== Task ==
Take the line containing "baby's hand, find" and every line after it in the data below, and print them exactly as given, with nothing else.

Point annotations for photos
************

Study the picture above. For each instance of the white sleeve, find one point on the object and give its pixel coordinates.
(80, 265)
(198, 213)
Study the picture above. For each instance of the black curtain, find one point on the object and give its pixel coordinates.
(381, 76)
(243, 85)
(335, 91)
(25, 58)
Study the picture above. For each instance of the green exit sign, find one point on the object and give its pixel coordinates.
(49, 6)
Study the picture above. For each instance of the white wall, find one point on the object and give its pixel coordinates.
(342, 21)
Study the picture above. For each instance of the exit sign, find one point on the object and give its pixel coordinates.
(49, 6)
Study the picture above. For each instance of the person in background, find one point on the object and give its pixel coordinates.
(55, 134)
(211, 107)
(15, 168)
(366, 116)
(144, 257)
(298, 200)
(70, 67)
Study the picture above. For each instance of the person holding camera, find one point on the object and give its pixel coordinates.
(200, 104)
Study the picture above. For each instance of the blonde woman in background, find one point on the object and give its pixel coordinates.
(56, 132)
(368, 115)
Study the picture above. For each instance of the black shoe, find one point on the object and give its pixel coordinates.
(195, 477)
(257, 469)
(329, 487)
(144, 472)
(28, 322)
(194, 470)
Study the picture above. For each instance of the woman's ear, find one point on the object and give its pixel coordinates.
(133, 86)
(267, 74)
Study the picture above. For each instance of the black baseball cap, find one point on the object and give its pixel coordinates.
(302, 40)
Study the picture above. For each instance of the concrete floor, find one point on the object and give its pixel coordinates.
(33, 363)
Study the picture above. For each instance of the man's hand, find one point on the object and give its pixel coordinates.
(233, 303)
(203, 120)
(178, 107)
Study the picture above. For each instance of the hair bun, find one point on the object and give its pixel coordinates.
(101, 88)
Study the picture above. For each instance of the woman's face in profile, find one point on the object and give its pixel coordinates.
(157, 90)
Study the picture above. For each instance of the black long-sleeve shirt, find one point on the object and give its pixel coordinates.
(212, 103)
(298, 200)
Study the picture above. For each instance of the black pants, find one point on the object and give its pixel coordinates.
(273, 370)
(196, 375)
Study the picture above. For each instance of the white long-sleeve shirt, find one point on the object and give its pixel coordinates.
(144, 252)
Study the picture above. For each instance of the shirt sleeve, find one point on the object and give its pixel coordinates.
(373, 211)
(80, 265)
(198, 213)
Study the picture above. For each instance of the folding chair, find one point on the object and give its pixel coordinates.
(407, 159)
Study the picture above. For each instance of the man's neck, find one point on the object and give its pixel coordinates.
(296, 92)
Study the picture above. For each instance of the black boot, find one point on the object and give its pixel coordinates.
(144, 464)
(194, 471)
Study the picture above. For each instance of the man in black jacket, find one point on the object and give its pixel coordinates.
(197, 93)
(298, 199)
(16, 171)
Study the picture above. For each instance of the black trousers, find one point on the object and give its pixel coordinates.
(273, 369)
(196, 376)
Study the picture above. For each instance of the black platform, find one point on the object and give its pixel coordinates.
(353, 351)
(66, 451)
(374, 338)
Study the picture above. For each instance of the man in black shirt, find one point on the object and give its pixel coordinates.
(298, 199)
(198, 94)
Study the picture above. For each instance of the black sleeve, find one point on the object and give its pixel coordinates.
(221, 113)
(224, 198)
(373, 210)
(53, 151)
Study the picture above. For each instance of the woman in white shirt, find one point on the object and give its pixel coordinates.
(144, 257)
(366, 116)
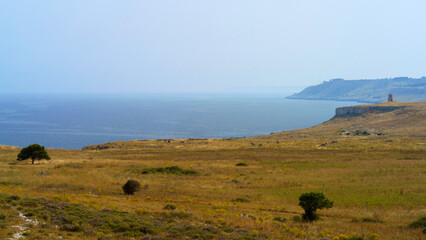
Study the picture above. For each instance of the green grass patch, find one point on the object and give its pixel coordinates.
(175, 170)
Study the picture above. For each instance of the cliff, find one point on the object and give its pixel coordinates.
(359, 110)
(369, 91)
(383, 120)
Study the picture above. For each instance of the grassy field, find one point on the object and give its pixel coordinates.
(377, 185)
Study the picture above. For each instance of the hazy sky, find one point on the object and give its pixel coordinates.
(198, 46)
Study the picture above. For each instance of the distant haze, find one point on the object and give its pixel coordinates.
(206, 46)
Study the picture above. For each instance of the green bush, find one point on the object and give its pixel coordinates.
(419, 223)
(311, 202)
(240, 200)
(280, 219)
(170, 207)
(241, 164)
(35, 152)
(372, 220)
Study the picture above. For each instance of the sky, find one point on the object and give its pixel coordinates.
(105, 46)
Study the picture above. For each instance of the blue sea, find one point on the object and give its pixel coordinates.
(72, 121)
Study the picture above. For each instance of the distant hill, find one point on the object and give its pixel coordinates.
(404, 89)
(383, 120)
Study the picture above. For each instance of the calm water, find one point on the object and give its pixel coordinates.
(74, 121)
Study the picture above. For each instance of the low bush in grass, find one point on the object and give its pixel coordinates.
(419, 223)
(241, 164)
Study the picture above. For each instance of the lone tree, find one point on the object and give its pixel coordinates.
(131, 187)
(35, 152)
(312, 201)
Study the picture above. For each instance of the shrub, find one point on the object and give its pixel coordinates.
(280, 219)
(131, 187)
(297, 218)
(240, 200)
(419, 223)
(35, 152)
(372, 220)
(241, 164)
(311, 202)
(170, 207)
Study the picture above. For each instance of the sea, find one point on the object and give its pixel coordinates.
(72, 121)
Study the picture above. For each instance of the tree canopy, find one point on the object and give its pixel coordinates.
(312, 201)
(34, 151)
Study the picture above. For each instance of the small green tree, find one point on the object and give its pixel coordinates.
(312, 201)
(35, 152)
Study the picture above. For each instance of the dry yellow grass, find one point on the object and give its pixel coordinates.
(366, 178)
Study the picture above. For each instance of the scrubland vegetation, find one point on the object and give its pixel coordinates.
(198, 189)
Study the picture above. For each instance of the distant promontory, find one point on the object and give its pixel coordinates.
(404, 89)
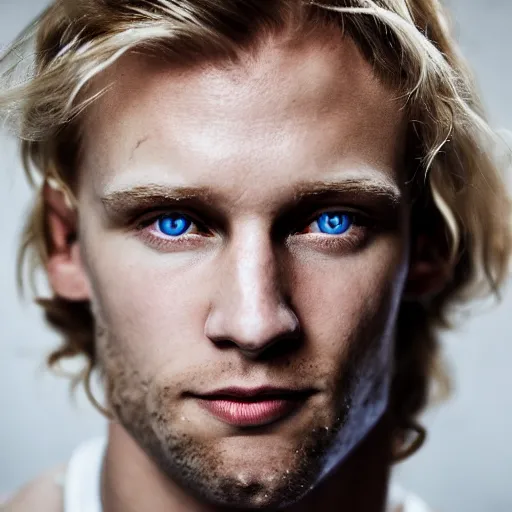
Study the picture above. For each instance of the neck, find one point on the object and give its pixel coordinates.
(132, 482)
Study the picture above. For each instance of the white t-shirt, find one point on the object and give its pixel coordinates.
(82, 483)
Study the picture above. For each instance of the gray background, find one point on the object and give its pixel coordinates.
(466, 464)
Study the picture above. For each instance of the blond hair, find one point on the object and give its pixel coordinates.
(459, 196)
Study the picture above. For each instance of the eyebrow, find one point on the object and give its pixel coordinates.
(134, 199)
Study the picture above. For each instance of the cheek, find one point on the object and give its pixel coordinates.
(345, 303)
(154, 305)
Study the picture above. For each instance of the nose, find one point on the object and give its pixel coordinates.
(249, 309)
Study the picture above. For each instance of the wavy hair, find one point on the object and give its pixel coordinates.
(459, 193)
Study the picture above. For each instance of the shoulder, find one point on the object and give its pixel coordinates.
(43, 493)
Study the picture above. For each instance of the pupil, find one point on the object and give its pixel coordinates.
(334, 224)
(173, 226)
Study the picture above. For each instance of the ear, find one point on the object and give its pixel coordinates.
(429, 268)
(64, 267)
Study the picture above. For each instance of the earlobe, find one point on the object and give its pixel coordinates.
(429, 270)
(64, 266)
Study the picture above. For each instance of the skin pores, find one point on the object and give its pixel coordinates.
(254, 293)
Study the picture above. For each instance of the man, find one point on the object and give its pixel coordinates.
(254, 218)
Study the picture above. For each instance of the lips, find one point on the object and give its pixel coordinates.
(252, 407)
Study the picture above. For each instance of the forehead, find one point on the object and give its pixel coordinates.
(285, 108)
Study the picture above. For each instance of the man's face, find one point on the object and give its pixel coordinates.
(245, 226)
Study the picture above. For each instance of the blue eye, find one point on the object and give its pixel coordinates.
(173, 225)
(334, 223)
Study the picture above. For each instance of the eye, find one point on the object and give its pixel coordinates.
(332, 223)
(173, 225)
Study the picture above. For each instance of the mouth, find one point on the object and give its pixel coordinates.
(244, 407)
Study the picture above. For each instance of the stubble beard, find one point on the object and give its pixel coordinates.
(197, 467)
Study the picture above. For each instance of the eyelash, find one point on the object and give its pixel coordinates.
(350, 238)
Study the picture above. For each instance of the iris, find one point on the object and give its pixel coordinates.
(334, 224)
(173, 225)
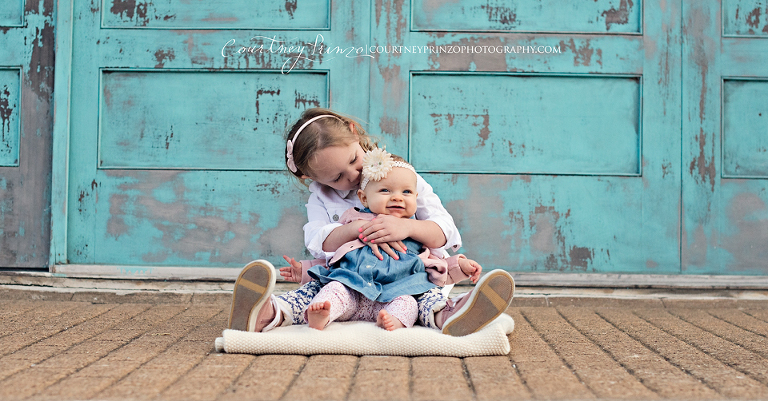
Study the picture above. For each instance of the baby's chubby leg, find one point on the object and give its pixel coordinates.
(333, 302)
(401, 312)
(319, 314)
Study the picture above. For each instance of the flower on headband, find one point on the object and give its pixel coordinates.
(377, 163)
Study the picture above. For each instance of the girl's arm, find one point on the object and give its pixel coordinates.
(343, 234)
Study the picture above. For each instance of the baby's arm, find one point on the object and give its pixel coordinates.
(297, 271)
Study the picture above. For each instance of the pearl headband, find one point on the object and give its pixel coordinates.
(289, 146)
(377, 163)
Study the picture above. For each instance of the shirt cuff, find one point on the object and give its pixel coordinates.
(315, 246)
(447, 229)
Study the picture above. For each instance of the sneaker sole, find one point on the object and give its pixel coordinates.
(490, 298)
(253, 287)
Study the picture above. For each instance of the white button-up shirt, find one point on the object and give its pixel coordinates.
(326, 205)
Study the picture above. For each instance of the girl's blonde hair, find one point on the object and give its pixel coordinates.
(320, 134)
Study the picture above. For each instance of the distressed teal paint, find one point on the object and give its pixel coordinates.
(745, 17)
(178, 218)
(745, 128)
(26, 84)
(181, 128)
(546, 228)
(218, 194)
(536, 124)
(627, 221)
(620, 16)
(221, 14)
(11, 13)
(724, 225)
(10, 122)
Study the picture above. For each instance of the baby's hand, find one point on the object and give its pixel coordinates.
(293, 272)
(471, 269)
(384, 228)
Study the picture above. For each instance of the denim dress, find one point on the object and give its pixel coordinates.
(379, 280)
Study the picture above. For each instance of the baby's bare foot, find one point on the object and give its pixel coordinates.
(387, 321)
(318, 314)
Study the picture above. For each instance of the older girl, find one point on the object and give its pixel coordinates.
(327, 149)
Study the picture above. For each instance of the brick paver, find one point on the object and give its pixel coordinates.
(161, 348)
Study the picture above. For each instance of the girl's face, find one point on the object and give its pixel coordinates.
(394, 195)
(339, 167)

************

== Reply ==
Study the picture above. For each instance of the baby's hand, find one point on the object and give its pixel coordinates.
(293, 272)
(471, 269)
(384, 228)
Study the picture above. For each instance of the denim dress, find one point on the object and give its pixel coordinates.
(379, 280)
Study the picture above. For each instance of the baby's bare foot, find one point on the object and give its pixel coordinates.
(387, 321)
(318, 314)
Study the picture above. For each instance of the older girl, find one point on the object and give its pixel coordinates.
(327, 149)
Study the picture above. For each instance of the brick paver, find one point on the object and give its pixel coordinates.
(161, 348)
Study the picture above. For each instance of the girl's face, find one point on the object and give its pixel coordinates.
(394, 195)
(339, 167)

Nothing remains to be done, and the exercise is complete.